SELECTED TEXT.
* start *

Figure 5. Average Weekly Industrial and Non-Industrial Wages in Saint Paul, 2008-2022, in 2022 Dollars

Source: ICIC analysis of Bureau of Labor Statistics Quarterly Census of Employment and Wages, 2008-2022.

Figure 6 shows that:

  • During the period from 2008-2020, industrial jobs were a declining minority of all jobs in Saint Paul’s industrial zones.
  • In 2008, the industrial zones had 11,363 industrial jobs, about 17.5 percent of all employment in the industrial zones that year and the greatest number between 2008 and 2020.
  • By 2020, industrial employment in the industrial zones had fallen to its lowest level during the 12-year period, 7,844 jobs, which made up 13.1 percent of industrial zone employment in that year.
  • In 2008, there were 53,429 non-industrial jobs in the industrial zones. This number grew to 68,468 jobs in 2016 and then fell to 52,198 jobs by 2020, for a net loss of about 2 percent since 2008.

Figure 6. Industrial and Non-Jobs in Saint Paul Industrial Zones, 2008-2020

Source: Census Bureau Longitudinal Employment and Household Statistics, 2008-2020. 

Comparing the percentage of industrial and non-industrial jobs in the industrial zones from 2008 to 2020, we found that:

  • Industrial employment in St. Paul decreased by around 24 percent over the period, while also decentralizing away from the industrial zones (Figure 7).

Figure 7. Industrial and Non-Industrial Employment as Percentage of Total Employment in Industrial Zones, 2008 and 2020

Source: ICIC analysis of Census Bureau Longitudinal Employment and Household Statistics, 2008-2020.

Comparing the percentages of industrial jobs in Sant Paul’s industrial zones with those in the city balance, we found that:

  • In 2008, the industrial zones had 91.2 percent of the city’s industrial employment, and the city balance had about 8.8 percent (Figure 8).
  • By 2020, the zones had only about 83.5 percent and the city balance had 16.5 percent.
  • These changes represent an increase in industrial employment of about 50 percent outside the zones and a 30 percent decrease in industrial employment inside the zones.
  • Although industrial jobs outside the industrial zones (hereafter called the “city balance”) were only a small percentage of industrial employment in Saint Paul between 2008 and 2020, the number of those jobs grew significantly over these 12 years, while industrial employment in the zones fell.

Figure 8. Jobs in Industrial Zones and City Balance as Percent of All Industrial Jobs, 2008 and 2020

Source: ICIC analysis of Census Bureau Longitudinal Employment and Household Statistics, 2008-2020.

Comparing the number of jobs in each non-industrial sector in Saint Paul in 2008 to the corresponding number in 2022, we found that:

  • From 2008 to 2022, the three non-industrial sectors that saw the greatest increase in number of jobs were health care and social assistance (7,603 jobs), public administration (2,262 jobs), and educational services (1,134 jobs) (Figure 9).
  • The three non-industrial sectors that experienced the greatest percent increase between 2008 and 2022 were health care and social assistance (20.4%), professional, scientific, and technical services (11.7%), and public administration (10.1%).
  • The three sectors that lost the greatest number of jobs between 2008 and 2022 were finance and insurance (-3,150 jobs), waste management services (-2,897 jobs), and retail trade (-2,406 jobs).

* end *

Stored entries
* start *

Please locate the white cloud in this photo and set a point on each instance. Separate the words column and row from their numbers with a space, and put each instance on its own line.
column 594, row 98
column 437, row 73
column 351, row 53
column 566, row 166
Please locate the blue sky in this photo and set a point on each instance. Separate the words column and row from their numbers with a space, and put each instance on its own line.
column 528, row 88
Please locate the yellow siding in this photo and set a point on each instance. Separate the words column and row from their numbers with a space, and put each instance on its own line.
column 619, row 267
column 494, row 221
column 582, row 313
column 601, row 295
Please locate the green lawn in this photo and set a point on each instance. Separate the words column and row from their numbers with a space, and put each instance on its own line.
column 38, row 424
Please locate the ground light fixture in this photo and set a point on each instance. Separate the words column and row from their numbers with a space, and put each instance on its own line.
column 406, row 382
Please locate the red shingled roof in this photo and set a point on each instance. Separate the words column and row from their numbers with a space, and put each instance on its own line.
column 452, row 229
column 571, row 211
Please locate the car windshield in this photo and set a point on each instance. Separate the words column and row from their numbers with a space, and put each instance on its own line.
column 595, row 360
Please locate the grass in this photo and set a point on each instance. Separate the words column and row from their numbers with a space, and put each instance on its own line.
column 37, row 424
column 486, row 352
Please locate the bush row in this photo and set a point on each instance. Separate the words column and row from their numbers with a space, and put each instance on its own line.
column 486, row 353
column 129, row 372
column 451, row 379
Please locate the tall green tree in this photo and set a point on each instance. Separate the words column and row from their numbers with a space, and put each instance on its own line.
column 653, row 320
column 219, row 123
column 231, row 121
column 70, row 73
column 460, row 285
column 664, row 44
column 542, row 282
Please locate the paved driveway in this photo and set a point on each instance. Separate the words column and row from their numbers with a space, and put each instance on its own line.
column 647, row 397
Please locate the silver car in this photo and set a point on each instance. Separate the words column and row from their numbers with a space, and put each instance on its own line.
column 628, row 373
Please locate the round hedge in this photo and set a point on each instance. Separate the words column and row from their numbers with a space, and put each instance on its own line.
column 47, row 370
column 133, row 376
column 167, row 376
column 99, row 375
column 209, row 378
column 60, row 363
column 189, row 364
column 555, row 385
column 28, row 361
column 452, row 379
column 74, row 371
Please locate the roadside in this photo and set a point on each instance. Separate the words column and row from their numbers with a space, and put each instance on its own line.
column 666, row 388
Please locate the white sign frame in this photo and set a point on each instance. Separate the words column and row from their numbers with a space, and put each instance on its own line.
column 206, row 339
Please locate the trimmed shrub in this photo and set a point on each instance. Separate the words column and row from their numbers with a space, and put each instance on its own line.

* end *

Pick up the passage on jobs in Saint Paul's industrial zones after its final bullet and keep writing it.

EXERCISE RESPONSE.
  • Waste management services (-26.6%), retail trade (-24.7%), and management of companies and enterprises (-25.4%) were the three non-industrial sectors that lost the greatest percentage of employment during that period.
  • No data are available for the information sector between 2008 and 2012, but it lost 1,867 jobs (around 34.6 percent) between 2013 and 2022.
  • Data are also unavailable for the construction sector between 2008 and 2013, as well as for 2020 and 2021. It lost 428 jobs between 2014 and 2022, a decline of about 8 percent.

Figure 9. Non-Industrial Employment in Saint Paul, by Sector, 2008 and 2022

Note: Data are unavailable for the construction and information sectors.
Source: ICIC analysis of Bureau of Labor Statistics Quarterly Census of Employment and Wages, 2008-2022.

GEOGRAPHY OF INDUSTRIAL AND NON-INDUSTRIAL EMPLOYMENT

Our analysis of employment in industrial and non-industrial sectors suggests that industrial jobs are decentralizing from the city’s industrial zones. To understand these dynamics in greater geographic detail, we also examined trends in the spatial concentration of industrial and non-industrial employment across all census blocks inside the industrial zones.

The color scale of figure 10 groups employment values into four most-similar classes for industrial and non-industrial businesses and fills each census block inside Saint Paul’s industrial zones by combining the color values for the block’s industrial and non-industrial employment.

Blocks that are “yellower” contain greater numbers of non-industrial jobs, while “bluer” blocks contain more industrial jobs. Darker blocks contain greater employment overall, while lighter blocks contain less. This scale enables us to track the density of employment in the city’s industrial zones over time and examine where industrial and non-industrial jobs were most concentrated.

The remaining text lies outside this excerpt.